--- GIVEN DATA ---

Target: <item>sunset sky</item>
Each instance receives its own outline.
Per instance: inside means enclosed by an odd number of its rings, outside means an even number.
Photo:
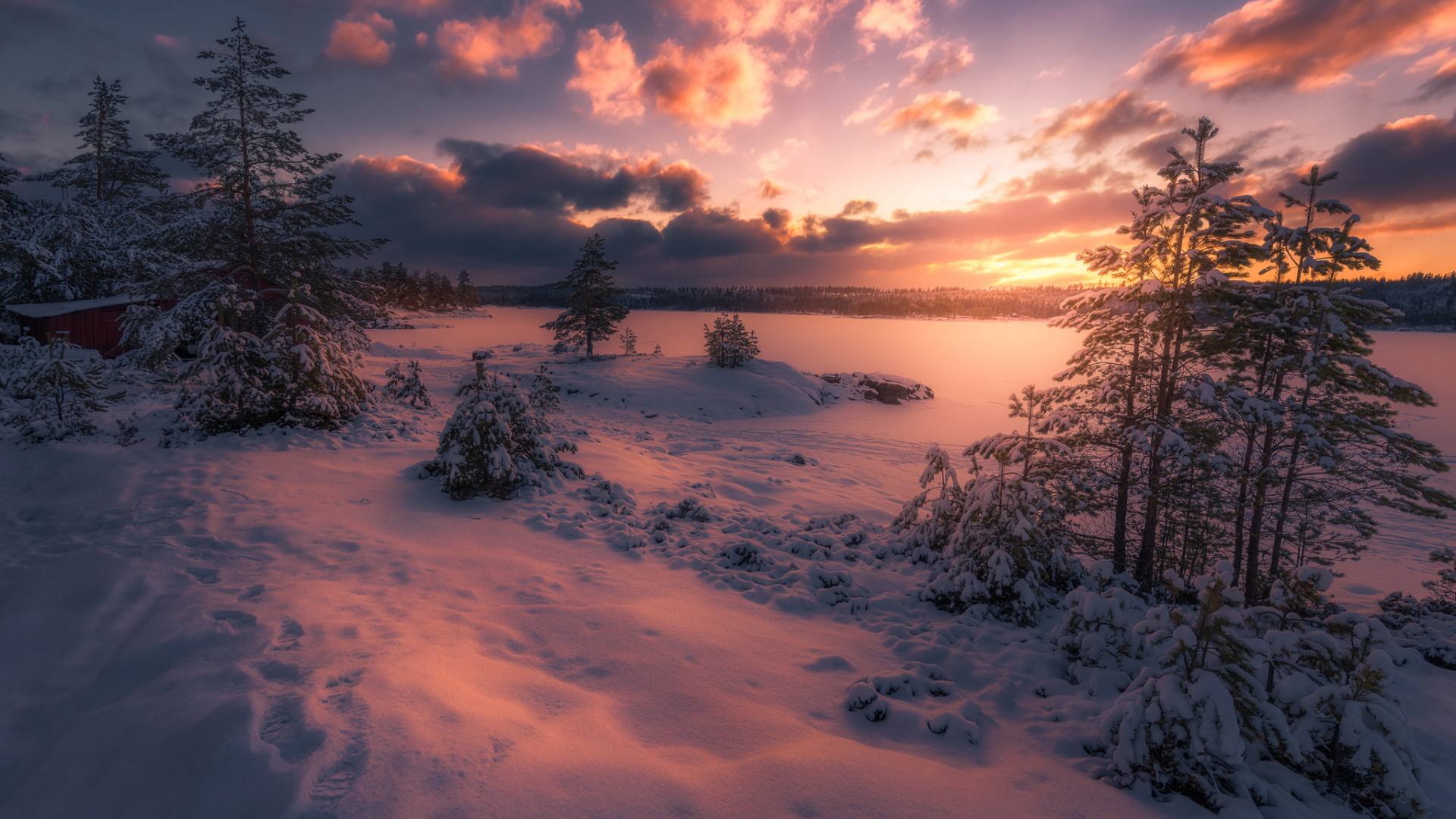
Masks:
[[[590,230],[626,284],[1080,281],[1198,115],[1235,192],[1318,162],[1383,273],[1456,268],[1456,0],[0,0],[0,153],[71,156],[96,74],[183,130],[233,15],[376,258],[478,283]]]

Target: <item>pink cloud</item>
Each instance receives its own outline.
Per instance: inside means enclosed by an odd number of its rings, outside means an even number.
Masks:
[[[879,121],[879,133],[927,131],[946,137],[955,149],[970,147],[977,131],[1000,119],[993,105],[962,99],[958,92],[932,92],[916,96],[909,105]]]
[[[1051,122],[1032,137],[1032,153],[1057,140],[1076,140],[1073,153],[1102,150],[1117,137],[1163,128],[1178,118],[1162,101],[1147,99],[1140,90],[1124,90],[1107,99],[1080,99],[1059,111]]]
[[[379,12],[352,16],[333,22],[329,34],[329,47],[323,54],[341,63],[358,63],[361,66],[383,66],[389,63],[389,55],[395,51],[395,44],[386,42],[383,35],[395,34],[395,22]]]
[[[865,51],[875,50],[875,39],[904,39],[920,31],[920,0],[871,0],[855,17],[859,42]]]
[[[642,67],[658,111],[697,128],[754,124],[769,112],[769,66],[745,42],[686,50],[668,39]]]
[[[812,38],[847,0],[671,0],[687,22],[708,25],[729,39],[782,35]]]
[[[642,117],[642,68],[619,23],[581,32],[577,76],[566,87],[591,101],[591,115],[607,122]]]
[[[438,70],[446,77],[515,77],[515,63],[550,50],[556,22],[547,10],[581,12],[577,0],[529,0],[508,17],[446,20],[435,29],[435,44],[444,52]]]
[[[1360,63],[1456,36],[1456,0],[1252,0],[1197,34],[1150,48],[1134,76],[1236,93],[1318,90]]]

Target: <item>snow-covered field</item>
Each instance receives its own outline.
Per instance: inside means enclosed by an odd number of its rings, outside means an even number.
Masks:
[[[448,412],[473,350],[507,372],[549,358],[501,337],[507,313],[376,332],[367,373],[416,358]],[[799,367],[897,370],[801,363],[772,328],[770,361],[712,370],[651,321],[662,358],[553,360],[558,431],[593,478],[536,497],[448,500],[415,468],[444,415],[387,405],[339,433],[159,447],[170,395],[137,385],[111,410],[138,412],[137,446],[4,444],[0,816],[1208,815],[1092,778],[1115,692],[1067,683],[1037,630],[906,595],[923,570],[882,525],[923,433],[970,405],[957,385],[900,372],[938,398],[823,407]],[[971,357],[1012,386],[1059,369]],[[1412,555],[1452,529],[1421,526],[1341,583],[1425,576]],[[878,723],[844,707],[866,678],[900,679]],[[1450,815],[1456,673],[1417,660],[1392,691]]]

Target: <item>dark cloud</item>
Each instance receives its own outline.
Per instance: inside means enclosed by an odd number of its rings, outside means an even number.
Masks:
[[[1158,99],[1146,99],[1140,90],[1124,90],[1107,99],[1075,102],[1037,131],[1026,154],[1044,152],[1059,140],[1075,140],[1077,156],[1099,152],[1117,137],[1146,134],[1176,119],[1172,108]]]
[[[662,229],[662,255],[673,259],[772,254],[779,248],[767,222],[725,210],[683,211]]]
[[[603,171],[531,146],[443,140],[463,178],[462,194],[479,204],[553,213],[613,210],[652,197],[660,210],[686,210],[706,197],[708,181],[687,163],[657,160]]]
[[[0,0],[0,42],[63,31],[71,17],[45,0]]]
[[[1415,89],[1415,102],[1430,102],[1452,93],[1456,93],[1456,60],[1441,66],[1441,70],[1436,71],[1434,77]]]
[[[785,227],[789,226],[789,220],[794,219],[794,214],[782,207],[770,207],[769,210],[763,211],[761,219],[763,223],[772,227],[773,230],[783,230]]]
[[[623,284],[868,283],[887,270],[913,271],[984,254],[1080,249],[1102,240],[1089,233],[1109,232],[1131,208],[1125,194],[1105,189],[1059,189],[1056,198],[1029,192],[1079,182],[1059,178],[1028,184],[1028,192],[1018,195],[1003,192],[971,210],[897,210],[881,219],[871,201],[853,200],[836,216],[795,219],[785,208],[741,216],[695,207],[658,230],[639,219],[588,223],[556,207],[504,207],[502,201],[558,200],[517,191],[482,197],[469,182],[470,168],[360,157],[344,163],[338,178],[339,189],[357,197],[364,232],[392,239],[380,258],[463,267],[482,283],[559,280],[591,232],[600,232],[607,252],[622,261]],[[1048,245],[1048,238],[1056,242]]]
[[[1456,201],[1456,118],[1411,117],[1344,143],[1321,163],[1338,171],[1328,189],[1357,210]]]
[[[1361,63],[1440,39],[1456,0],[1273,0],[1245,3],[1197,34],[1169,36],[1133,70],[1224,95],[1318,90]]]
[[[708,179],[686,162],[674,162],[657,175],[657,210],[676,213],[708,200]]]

---

■ WORK INSTRUCTIONS ■
Please copy all the records above line for line without changing anything, and leave out the pictures.

■ OUTPUT OF THE EXERCISE ■
Target: <item>sunset sky</item>
Each instance receives its own outline.
Per instance: inside means enclosed by an odd number of its rings, outside means an even number.
Photo:
Masks:
[[[590,230],[626,284],[1080,281],[1198,115],[1235,192],[1318,162],[1383,273],[1456,268],[1456,0],[0,0],[0,153],[71,156],[96,74],[183,130],[233,15],[376,258],[478,283]]]

Target: <item>pink cloud</item>
Each instance receives its own outline.
Per instance: inside means enclosed by an odd number of its rings, outside means an even number.
Masks:
[[[879,121],[879,133],[927,131],[946,137],[955,149],[970,147],[977,131],[1000,119],[993,105],[962,99],[958,92],[932,92],[916,96],[909,105]]]
[[[1051,122],[1032,137],[1032,153],[1057,140],[1076,140],[1073,153],[1102,150],[1117,137],[1163,128],[1178,118],[1162,101],[1147,99],[1140,90],[1124,90],[1107,99],[1080,99],[1059,111]]]
[[[379,12],[352,16],[333,22],[329,34],[329,47],[323,54],[341,63],[358,63],[361,66],[383,66],[389,63],[389,55],[395,51],[395,44],[386,42],[383,35],[395,34],[395,22]]]
[[[865,51],[875,50],[875,39],[904,39],[920,31],[920,0],[871,0],[855,17],[859,42]]]
[[[642,67],[658,111],[697,128],[754,124],[769,112],[769,66],[745,42],[686,50],[668,39]]]
[[[812,38],[847,0],[671,0],[687,22],[708,25],[729,39],[782,35]]]
[[[642,117],[642,68],[619,23],[581,32],[577,76],[566,87],[591,101],[591,115],[607,122]]]
[[[438,70],[446,77],[515,77],[515,63],[550,50],[556,22],[547,10],[581,12],[577,0],[529,0],[508,17],[446,20],[435,29],[435,44],[444,52]]]
[[[1360,63],[1456,36],[1456,0],[1252,0],[1197,34],[1150,48],[1134,76],[1236,93],[1318,90]]]

Target: <item>snow-covered field</item>
Each instance receives its own outline.
Per instance: inside means enclosed by an odd number of its rings, outside means an even number.
Masks:
[[[448,412],[473,350],[507,372],[549,358],[501,337],[507,313],[376,332],[367,373],[416,358]],[[799,367],[897,370],[801,363],[772,328],[770,361],[712,370],[651,321],[662,358],[553,360],[558,431],[593,478],[536,497],[448,500],[415,468],[444,415],[387,405],[339,433],[159,447],[170,395],[137,385],[111,410],[138,412],[137,446],[4,444],[0,816],[1208,815],[1092,778],[1115,692],[1067,683],[1037,630],[906,595],[923,570],[882,525],[923,433],[970,405],[957,385],[900,372],[938,398],[823,407]],[[971,357],[1012,386],[1059,369]],[[1412,555],[1452,529],[1421,526],[1341,583],[1425,576]],[[878,723],[844,707],[866,678],[900,679]],[[1450,815],[1456,673],[1417,660],[1392,691]]]

Target: <item>dark cloud</item>
Each instance receives its own outline.
Per instance: inside means enclosed by an odd number of its rings, outside means an even number.
Masks:
[[[1158,99],[1146,99],[1140,90],[1124,90],[1107,99],[1075,102],[1037,131],[1026,154],[1044,152],[1059,140],[1075,140],[1077,156],[1099,152],[1117,137],[1146,134],[1176,119],[1172,108]]]
[[[662,229],[662,255],[673,259],[772,254],[779,248],[767,222],[725,210],[683,211]]]
[[[603,171],[531,146],[443,140],[463,178],[462,194],[479,204],[553,213],[613,210],[652,197],[660,210],[686,210],[706,197],[708,181],[687,163],[657,160]]]
[[[0,0],[0,42],[63,31],[71,17],[45,0]]]
[[[1415,89],[1415,102],[1430,102],[1452,93],[1456,93],[1456,60],[1441,66],[1441,70],[1436,71],[1434,77]]]
[[[785,227],[789,226],[789,220],[794,219],[794,214],[782,207],[770,207],[769,210],[763,211],[761,219],[763,223],[772,227],[773,230],[783,230]]]
[[[623,284],[868,283],[887,270],[913,271],[984,254],[1080,249],[1102,240],[1089,233],[1109,232],[1131,208],[1125,194],[1105,189],[1059,189],[1056,198],[1029,192],[1079,182],[1059,178],[1028,184],[1028,192],[1018,195],[1003,192],[971,210],[897,210],[881,219],[871,201],[853,200],[836,216],[795,219],[785,208],[741,216],[695,207],[658,230],[639,219],[588,223],[556,207],[504,207],[502,201],[558,200],[517,191],[482,197],[469,182],[470,168],[360,157],[344,163],[338,178],[339,189],[357,197],[364,232],[392,239],[380,258],[463,267],[482,283],[559,280],[591,232],[600,232],[607,252],[622,261]],[[1048,245],[1048,238],[1056,242]]]
[[[1456,201],[1456,118],[1411,117],[1344,143],[1321,163],[1338,171],[1328,189],[1357,210]]]
[[[1361,63],[1440,39],[1456,0],[1273,0],[1245,3],[1197,34],[1169,36],[1133,70],[1224,95],[1318,90]]]
[[[708,179],[686,162],[674,162],[657,175],[657,210],[676,213],[708,200]]]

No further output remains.